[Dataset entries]
<<<<
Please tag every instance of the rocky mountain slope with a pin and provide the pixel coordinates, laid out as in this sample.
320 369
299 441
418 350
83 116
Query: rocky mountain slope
>>>>
DIRECTIONS FOR THIS TASK — Rewrite the records, replacing "rocky mountain slope" with "rocky hillside" everywhere and leaving everything else unchanged.

COMPLETE OUTPUT —
Please tag every instance of the rocky hillside with a pin and provide the pixel coordinates, laid out as in this sample.
320 369
299 441
418 350
83 116
Query: rocky hillside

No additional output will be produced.